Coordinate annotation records
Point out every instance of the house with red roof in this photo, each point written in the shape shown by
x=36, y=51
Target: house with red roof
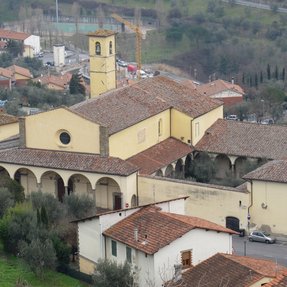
x=227, y=92
x=231, y=271
x=152, y=239
x=30, y=42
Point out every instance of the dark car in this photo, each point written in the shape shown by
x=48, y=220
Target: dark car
x=261, y=236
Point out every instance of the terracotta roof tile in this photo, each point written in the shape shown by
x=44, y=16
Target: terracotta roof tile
x=160, y=155
x=156, y=229
x=228, y=270
x=245, y=139
x=7, y=34
x=68, y=161
x=7, y=119
x=20, y=70
x=218, y=86
x=124, y=107
x=279, y=281
x=275, y=171
x=102, y=33
x=60, y=81
x=6, y=73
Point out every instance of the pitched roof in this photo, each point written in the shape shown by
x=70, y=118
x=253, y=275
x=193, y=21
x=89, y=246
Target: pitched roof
x=7, y=119
x=218, y=86
x=160, y=155
x=229, y=270
x=156, y=229
x=245, y=139
x=20, y=70
x=124, y=107
x=275, y=171
x=83, y=162
x=6, y=73
x=60, y=81
x=279, y=281
x=7, y=34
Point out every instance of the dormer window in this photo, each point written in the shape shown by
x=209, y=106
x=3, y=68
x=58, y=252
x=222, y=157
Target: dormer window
x=98, y=48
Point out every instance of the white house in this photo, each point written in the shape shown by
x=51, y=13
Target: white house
x=152, y=238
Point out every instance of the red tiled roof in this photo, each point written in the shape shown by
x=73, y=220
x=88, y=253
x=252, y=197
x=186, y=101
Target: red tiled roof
x=218, y=86
x=245, y=139
x=124, y=107
x=228, y=270
x=275, y=171
x=21, y=71
x=59, y=81
x=6, y=73
x=67, y=160
x=279, y=281
x=7, y=119
x=7, y=34
x=160, y=155
x=102, y=33
x=156, y=229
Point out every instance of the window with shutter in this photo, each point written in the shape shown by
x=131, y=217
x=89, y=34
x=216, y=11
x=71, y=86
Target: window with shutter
x=186, y=259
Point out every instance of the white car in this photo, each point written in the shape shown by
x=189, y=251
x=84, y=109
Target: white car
x=232, y=117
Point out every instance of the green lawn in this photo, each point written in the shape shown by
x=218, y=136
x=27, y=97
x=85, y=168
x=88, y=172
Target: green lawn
x=13, y=269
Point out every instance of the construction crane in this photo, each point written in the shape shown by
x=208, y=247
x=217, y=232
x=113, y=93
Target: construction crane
x=139, y=36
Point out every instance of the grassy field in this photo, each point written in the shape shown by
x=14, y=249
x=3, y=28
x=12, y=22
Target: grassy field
x=13, y=269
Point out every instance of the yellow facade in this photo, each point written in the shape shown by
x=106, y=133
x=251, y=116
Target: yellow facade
x=269, y=206
x=44, y=131
x=140, y=136
x=205, y=201
x=181, y=126
x=102, y=63
x=9, y=130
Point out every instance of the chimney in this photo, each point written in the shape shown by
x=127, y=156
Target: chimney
x=136, y=234
x=177, y=272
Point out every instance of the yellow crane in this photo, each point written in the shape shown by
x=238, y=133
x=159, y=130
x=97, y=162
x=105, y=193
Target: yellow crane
x=139, y=36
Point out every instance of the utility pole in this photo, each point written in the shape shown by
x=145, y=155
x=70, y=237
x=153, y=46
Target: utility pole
x=57, y=11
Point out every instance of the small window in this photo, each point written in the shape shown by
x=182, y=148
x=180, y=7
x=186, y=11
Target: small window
x=129, y=254
x=186, y=259
x=111, y=47
x=160, y=127
x=196, y=129
x=98, y=48
x=65, y=138
x=114, y=248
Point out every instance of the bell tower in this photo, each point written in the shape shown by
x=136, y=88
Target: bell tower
x=102, y=53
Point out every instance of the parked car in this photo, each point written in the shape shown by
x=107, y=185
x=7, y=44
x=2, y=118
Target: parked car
x=267, y=122
x=261, y=236
x=232, y=117
x=122, y=63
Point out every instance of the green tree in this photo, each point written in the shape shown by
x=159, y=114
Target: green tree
x=108, y=274
x=39, y=255
x=76, y=86
x=6, y=201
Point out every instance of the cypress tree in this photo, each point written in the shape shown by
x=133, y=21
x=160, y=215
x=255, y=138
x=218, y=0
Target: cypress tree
x=268, y=72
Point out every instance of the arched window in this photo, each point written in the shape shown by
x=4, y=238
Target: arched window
x=111, y=47
x=159, y=129
x=98, y=48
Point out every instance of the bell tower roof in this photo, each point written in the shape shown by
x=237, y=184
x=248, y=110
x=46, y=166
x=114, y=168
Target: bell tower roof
x=101, y=33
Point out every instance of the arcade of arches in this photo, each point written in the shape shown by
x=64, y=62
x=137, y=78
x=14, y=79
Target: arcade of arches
x=105, y=190
x=220, y=166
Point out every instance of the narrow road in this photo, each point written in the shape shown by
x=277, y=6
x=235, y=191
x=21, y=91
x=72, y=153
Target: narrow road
x=256, y=5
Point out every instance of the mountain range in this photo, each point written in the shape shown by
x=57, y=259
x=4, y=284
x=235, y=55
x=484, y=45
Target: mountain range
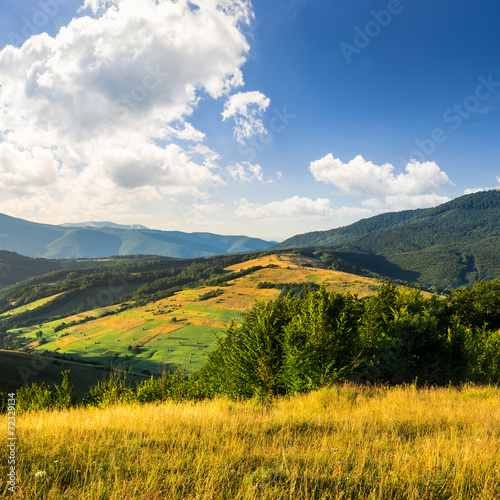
x=104, y=239
x=453, y=244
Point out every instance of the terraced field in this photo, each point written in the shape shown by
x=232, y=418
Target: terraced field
x=29, y=307
x=182, y=329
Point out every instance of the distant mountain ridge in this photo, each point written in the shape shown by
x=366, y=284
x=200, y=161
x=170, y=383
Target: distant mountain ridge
x=453, y=244
x=104, y=239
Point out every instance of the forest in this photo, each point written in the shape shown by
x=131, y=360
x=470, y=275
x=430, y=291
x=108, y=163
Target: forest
x=301, y=342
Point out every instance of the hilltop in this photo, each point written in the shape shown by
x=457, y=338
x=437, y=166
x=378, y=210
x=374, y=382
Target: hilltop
x=151, y=324
x=453, y=244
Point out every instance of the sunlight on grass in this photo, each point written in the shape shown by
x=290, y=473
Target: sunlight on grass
x=339, y=442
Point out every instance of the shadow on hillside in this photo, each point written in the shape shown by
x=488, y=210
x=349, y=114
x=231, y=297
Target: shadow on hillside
x=378, y=264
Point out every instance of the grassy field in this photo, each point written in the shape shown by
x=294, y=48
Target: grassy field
x=18, y=368
x=343, y=442
x=29, y=307
x=180, y=330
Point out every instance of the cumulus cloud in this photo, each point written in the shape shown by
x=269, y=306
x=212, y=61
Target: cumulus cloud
x=246, y=172
x=246, y=109
x=364, y=177
x=23, y=171
x=111, y=94
x=417, y=187
x=295, y=207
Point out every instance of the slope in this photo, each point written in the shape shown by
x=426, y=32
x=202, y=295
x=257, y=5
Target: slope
x=98, y=240
x=454, y=244
x=179, y=329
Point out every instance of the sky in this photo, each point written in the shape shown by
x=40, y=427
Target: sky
x=263, y=118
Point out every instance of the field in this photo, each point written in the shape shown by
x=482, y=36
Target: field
x=181, y=330
x=28, y=307
x=342, y=442
x=18, y=368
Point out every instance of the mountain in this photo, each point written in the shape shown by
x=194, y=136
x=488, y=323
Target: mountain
x=103, y=239
x=453, y=244
x=103, y=224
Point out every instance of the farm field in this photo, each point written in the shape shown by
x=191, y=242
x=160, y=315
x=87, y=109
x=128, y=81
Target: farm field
x=181, y=330
x=19, y=368
x=343, y=441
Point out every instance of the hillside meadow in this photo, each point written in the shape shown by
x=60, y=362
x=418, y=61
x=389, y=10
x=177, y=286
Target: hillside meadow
x=178, y=330
x=340, y=442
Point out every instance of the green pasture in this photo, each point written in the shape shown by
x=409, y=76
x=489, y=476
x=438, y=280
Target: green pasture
x=29, y=307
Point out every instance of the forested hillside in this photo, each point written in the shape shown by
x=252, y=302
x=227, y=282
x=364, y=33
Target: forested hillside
x=454, y=244
x=99, y=241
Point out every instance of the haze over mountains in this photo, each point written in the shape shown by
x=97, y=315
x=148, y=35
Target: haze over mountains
x=453, y=244
x=104, y=239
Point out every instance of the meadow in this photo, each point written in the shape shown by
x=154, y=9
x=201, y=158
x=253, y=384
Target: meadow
x=179, y=330
x=340, y=442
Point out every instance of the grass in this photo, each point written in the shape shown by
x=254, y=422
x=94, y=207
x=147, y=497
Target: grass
x=343, y=442
x=30, y=306
x=104, y=338
x=17, y=369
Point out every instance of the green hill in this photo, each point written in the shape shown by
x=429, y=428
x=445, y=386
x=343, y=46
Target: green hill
x=454, y=244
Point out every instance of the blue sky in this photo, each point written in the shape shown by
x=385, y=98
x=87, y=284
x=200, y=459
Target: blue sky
x=266, y=118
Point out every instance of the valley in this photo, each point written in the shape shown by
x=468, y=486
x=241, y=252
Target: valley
x=179, y=330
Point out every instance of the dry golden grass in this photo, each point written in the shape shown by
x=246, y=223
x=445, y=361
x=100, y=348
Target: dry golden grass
x=337, y=443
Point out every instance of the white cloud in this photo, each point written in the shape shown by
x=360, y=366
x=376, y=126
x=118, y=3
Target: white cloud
x=403, y=202
x=417, y=187
x=246, y=108
x=208, y=208
x=246, y=172
x=474, y=190
x=365, y=178
x=109, y=96
x=295, y=207
x=23, y=171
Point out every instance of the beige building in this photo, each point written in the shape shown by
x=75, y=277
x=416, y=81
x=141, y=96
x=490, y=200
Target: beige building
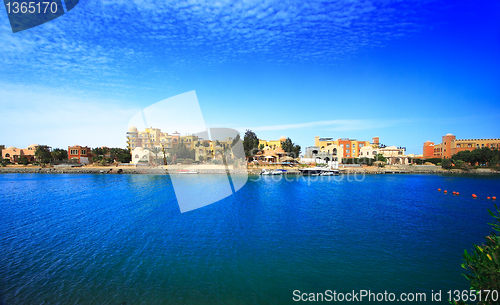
x=273, y=143
x=152, y=137
x=14, y=153
x=350, y=147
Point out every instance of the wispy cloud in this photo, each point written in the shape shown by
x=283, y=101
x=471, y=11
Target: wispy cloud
x=337, y=125
x=109, y=38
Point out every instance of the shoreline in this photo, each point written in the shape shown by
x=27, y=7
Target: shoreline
x=250, y=171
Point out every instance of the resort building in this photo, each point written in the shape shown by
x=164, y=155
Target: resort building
x=450, y=145
x=272, y=144
x=207, y=150
x=350, y=147
x=143, y=156
x=80, y=153
x=152, y=137
x=14, y=153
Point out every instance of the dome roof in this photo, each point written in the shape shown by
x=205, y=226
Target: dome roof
x=279, y=151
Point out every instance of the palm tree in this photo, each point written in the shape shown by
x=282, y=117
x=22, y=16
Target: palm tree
x=155, y=150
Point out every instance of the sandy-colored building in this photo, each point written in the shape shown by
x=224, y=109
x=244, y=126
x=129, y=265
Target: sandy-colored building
x=450, y=145
x=273, y=144
x=80, y=153
x=350, y=147
x=14, y=153
x=152, y=137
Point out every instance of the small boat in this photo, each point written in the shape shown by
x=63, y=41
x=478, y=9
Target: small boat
x=278, y=172
x=330, y=172
x=314, y=171
x=186, y=171
x=265, y=172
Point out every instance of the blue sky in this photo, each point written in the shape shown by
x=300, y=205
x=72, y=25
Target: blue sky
x=406, y=71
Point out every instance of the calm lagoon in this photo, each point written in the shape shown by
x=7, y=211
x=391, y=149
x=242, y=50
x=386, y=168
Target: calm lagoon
x=111, y=239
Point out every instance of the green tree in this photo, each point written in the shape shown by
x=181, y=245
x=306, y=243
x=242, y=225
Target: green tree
x=42, y=154
x=446, y=163
x=287, y=145
x=484, y=262
x=23, y=160
x=380, y=157
x=236, y=148
x=250, y=143
x=156, y=150
x=296, y=151
x=59, y=154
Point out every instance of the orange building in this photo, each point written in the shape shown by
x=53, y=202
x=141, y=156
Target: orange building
x=450, y=145
x=80, y=153
x=350, y=147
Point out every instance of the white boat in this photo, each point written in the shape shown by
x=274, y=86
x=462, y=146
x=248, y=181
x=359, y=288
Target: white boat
x=186, y=171
x=278, y=172
x=265, y=172
x=318, y=171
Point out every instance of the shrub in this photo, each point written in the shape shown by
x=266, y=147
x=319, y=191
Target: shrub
x=446, y=163
x=484, y=263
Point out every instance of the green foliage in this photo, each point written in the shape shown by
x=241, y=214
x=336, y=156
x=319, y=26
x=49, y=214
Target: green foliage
x=250, y=143
x=42, y=154
x=482, y=156
x=446, y=163
x=292, y=149
x=237, y=150
x=484, y=262
x=59, y=154
x=180, y=151
x=380, y=157
x=23, y=160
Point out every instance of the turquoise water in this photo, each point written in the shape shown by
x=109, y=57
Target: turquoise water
x=111, y=239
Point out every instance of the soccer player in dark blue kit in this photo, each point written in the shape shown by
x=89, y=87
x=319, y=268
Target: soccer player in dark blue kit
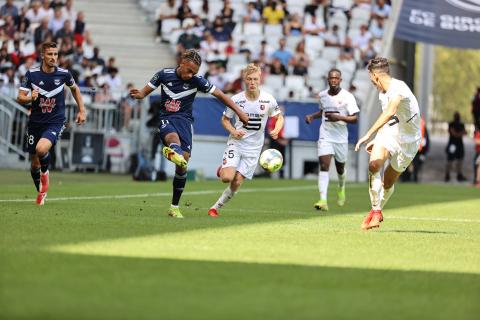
x=47, y=118
x=178, y=89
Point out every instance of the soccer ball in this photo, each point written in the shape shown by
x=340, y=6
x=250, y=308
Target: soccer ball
x=271, y=160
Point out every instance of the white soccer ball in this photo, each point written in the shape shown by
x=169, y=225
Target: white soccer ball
x=271, y=160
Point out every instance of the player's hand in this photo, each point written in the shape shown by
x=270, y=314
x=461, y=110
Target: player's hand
x=274, y=134
x=135, y=93
x=81, y=117
x=308, y=118
x=369, y=147
x=34, y=95
x=361, y=141
x=243, y=117
x=238, y=134
x=333, y=117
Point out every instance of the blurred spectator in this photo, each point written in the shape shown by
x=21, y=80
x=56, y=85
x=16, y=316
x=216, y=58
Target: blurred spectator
x=56, y=23
x=381, y=9
x=293, y=26
x=476, y=138
x=314, y=27
x=476, y=108
x=210, y=50
x=188, y=40
x=455, y=150
x=41, y=32
x=334, y=37
x=219, y=31
x=377, y=28
x=273, y=13
x=45, y=9
x=251, y=13
x=184, y=11
x=128, y=105
x=79, y=30
x=65, y=32
x=68, y=13
x=283, y=54
x=34, y=15
x=9, y=9
x=276, y=67
x=360, y=41
x=166, y=10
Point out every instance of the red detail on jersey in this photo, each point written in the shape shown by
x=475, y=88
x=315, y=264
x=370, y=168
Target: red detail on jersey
x=47, y=104
x=172, y=105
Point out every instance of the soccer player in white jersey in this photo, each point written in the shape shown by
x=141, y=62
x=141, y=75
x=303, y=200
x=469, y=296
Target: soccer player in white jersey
x=337, y=108
x=245, y=142
x=397, y=139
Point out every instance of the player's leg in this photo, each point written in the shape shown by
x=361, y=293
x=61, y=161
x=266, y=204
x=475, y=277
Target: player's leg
x=341, y=153
x=378, y=156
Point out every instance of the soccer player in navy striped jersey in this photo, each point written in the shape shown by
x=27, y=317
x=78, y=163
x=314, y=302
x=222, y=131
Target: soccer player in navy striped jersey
x=47, y=118
x=178, y=89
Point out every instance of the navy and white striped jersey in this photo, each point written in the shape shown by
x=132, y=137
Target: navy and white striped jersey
x=49, y=107
x=177, y=94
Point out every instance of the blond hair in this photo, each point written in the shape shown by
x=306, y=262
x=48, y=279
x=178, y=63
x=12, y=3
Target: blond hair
x=251, y=68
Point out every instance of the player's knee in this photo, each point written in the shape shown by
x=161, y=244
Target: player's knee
x=374, y=166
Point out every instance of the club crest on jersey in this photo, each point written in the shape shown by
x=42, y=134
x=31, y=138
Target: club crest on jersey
x=47, y=104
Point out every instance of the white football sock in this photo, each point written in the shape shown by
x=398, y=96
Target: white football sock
x=341, y=179
x=323, y=179
x=374, y=188
x=224, y=198
x=386, y=194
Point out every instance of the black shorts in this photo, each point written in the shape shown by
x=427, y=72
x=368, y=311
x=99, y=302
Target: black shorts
x=455, y=152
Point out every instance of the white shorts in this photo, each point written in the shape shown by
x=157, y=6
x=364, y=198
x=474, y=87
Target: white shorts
x=401, y=154
x=339, y=150
x=245, y=163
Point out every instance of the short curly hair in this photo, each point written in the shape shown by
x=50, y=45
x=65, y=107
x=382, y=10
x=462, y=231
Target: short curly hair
x=192, y=55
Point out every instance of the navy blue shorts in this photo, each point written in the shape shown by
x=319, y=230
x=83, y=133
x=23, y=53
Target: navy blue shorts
x=50, y=131
x=183, y=127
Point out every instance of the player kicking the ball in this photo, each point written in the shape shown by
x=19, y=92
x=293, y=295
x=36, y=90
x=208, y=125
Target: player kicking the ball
x=246, y=141
x=178, y=89
x=398, y=137
x=47, y=118
x=337, y=108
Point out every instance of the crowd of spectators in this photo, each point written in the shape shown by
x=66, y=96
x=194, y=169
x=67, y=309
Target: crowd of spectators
x=24, y=25
x=218, y=29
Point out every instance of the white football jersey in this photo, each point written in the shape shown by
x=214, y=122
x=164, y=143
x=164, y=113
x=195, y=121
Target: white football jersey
x=343, y=103
x=258, y=111
x=405, y=125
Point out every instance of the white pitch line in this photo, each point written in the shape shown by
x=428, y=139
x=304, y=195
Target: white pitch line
x=165, y=194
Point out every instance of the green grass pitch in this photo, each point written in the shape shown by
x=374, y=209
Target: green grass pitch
x=103, y=248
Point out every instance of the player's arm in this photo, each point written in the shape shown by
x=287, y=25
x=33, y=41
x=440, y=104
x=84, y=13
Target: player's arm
x=217, y=93
x=82, y=113
x=278, y=126
x=333, y=117
x=310, y=117
x=142, y=93
x=386, y=115
x=24, y=97
x=227, y=125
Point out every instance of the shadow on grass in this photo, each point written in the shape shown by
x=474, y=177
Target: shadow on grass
x=91, y=287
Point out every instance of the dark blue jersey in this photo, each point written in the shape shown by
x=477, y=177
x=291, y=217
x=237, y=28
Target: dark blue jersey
x=49, y=107
x=177, y=94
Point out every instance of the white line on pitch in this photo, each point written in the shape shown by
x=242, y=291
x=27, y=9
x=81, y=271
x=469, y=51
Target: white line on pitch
x=166, y=194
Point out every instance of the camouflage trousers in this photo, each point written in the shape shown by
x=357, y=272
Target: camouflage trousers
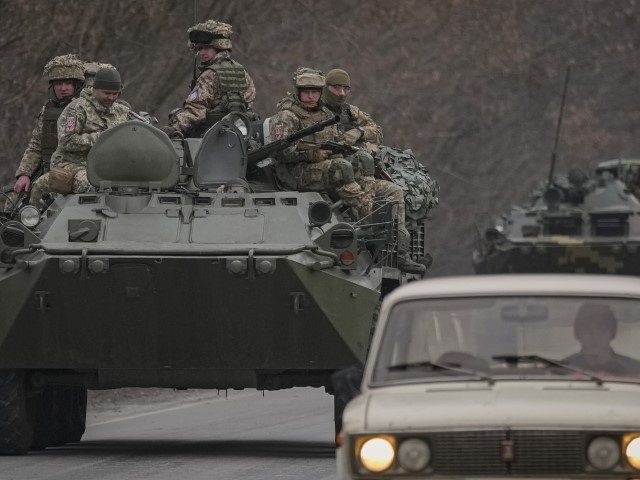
x=364, y=169
x=41, y=186
x=332, y=174
x=374, y=187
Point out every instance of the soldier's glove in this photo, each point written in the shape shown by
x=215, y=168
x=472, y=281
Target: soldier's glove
x=172, y=132
x=351, y=137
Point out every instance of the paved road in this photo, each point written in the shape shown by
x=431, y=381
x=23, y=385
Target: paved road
x=284, y=435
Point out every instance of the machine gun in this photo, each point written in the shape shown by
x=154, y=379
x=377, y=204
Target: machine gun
x=344, y=149
x=339, y=148
x=13, y=206
x=271, y=148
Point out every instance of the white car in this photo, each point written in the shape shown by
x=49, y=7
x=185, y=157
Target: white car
x=502, y=376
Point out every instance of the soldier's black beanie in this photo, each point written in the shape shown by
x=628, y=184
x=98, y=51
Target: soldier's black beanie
x=107, y=79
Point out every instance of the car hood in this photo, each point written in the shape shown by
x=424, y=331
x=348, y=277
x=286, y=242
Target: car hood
x=504, y=404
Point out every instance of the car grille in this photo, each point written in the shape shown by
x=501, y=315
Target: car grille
x=487, y=452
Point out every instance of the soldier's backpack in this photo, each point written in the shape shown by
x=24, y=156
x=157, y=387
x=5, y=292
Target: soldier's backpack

*What is being asked:* Reproduce the material from its beginning up to and including the line that contains "x=152, y=238", substituting "roof window" for "dormer window" and leaving everything else unchanged. Omit the pictures from your answer.

*Finished exercise:*
Point out every instance of the house with red roof in this photo, each point written in the shape shown by
x=36, y=51
Target: house with red roof
x=227, y=92
x=231, y=271
x=152, y=239
x=30, y=42
Point out every instance of the dark car in this photo, each point written in the shape shown by
x=48, y=220
Target: dark car
x=261, y=236
Point out every instance of the terracotta roof tile in this photo, each point written in the shape shown by
x=44, y=16
Target: terracotta roof tile
x=160, y=155
x=156, y=229
x=228, y=270
x=245, y=139
x=7, y=34
x=68, y=161
x=7, y=119
x=20, y=70
x=218, y=86
x=124, y=107
x=279, y=281
x=275, y=171
x=102, y=33
x=60, y=81
x=6, y=73
Point out every instance of the pitched roof in this photo, each point written in the shape shown by
x=70, y=118
x=253, y=275
x=193, y=21
x=89, y=246
Target: pitched roof
x=7, y=119
x=218, y=86
x=160, y=155
x=229, y=270
x=156, y=229
x=245, y=139
x=20, y=70
x=124, y=107
x=275, y=171
x=83, y=162
x=6, y=73
x=60, y=81
x=279, y=281
x=7, y=34
Point out every instance of the roof window in this photo, each point written in the shape shown by
x=209, y=106
x=3, y=68
x=58, y=252
x=222, y=157
Target: roof window
x=98, y=48
Point out every instance of the white house in this photo, each point written in the shape shown by
x=51, y=13
Target: white house
x=152, y=238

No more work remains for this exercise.